Nintendo is notoriously strict when it comes to fan games, the likes of Pokémon Uranium and AM2R being taken down within days of their release. While this is a contentious issue, Reggie was recently asked about Nintendo’s position in an interview with Waypoint. Directly referring to AM2R, the interviewer asked whether Nintendo had any contact with the Metroid II remake’s creator. His response was certainly interesting, Reggie discussing how Nintendo sees such projects as commercial products without a charge. Do you agree with Nintendo’s strict protection of their franchises? Tell us below.
“We live in an age where people are increasingly blurring the line between fandom and actual creation—finding ways to work directly with fans. So my question is theirs, which is, why wasn’t there a chance there—or even, has there been a chance—to speak to that, to try to work with a fan creator like AM2R‘s Milton Guasti or other fan creators?
So, I think there needs to be clarity in what the line is, and, in our view, the line is when an initiative crosses from being an homage to something that is monetizing our IP. We allow homages to exist in a variety of different ways. And, for me personally, as a fan before I was an executive, I understand the attraction that you could have to our IP. But, when it transitions to something that… now, you’re trying to monetize, you’re trying to sell, you’re trying to profit off of, that is what broaches or breaks through that line for us, where we have to claim our IP protection.
● ● ●
Task requirements:
**A.** In the Nintendo fan games text, give the passage from "Nintendo is notoriously" to "Tell us below." again, changing "strict" to "rigid".
**B.** List every proper name that appears in the Nintendo fan games text, in order of first appearance.
**C.** Please pick up the Nintendo fan games text after its final sentence and keep writing.
● ● ●
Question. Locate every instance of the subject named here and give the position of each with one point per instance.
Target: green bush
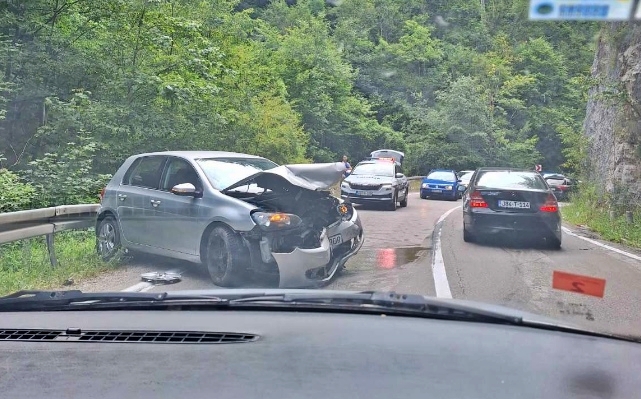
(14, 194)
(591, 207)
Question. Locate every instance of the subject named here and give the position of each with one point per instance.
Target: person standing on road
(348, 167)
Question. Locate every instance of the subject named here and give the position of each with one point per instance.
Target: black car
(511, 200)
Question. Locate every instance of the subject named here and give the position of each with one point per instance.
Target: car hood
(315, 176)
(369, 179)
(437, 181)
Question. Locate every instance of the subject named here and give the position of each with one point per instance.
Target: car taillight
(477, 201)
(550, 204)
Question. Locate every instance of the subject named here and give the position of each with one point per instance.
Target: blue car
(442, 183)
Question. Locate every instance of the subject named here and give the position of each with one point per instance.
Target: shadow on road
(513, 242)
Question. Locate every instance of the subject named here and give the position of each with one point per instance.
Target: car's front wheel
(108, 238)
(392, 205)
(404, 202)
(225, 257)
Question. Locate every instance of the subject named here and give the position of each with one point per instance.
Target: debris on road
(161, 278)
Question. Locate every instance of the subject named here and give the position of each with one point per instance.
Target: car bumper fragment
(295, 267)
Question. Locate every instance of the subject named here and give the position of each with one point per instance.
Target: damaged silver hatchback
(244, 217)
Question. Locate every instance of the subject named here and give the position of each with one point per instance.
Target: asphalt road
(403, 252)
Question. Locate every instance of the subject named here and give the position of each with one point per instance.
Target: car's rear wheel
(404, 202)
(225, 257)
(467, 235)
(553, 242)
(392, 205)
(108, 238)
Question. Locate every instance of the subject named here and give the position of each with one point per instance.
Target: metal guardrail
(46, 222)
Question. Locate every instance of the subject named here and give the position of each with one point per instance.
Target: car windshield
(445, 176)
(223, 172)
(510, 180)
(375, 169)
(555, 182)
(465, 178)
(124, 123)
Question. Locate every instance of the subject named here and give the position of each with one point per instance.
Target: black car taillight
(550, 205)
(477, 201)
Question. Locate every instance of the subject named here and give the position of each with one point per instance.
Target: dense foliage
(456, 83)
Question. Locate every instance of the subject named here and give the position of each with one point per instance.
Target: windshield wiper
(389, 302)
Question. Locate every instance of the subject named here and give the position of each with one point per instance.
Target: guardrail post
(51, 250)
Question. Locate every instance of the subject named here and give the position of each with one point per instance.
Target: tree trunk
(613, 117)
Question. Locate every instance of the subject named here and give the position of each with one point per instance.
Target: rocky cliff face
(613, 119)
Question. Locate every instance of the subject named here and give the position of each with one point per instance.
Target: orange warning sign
● ● ●
Task results:
**A.**
Nintendo is notoriously rigid when it comes to fan games, the likes of Pokémon Uranium and AM2R being taken down within days of their release. While this is a contentious issue, Reggie was recently asked about Nintendo’s position in an interview with Waypoint. Directly referring to AM2R, the interviewer asked whether Nintendo had any contact with the Metroid II remake’s creator. His response was certainly interesting, Reggie discussing how Nintendo sees such projects as commercial products without a charge. Do you agree with Nintendo’s rigid protection of their franchises? Tell us below.

**B.** Nintendo, Pokémon Uranium, AM2R, Reggie, Waypoint, Metroid II, Milton Guasti

**C.**
How are you talking about monetization here, because with AM2R, that was a game that anyone could download for free, and again I think, for fans, there was this notion of, “go talk to that person,” or “go talk to other fan creators” and see if there’s a way to not kill that project, to investigate the ideas that happening there that are exciting, who knows.
But again, to differentiate this, we have had conversations with entities that started as fans and became more of a business partner. Those conversations happen all the time, but again, when something transitions to a commercial product, and that’s what [AM2R] was—there wasn’t a charge, but it was now a commercial product”.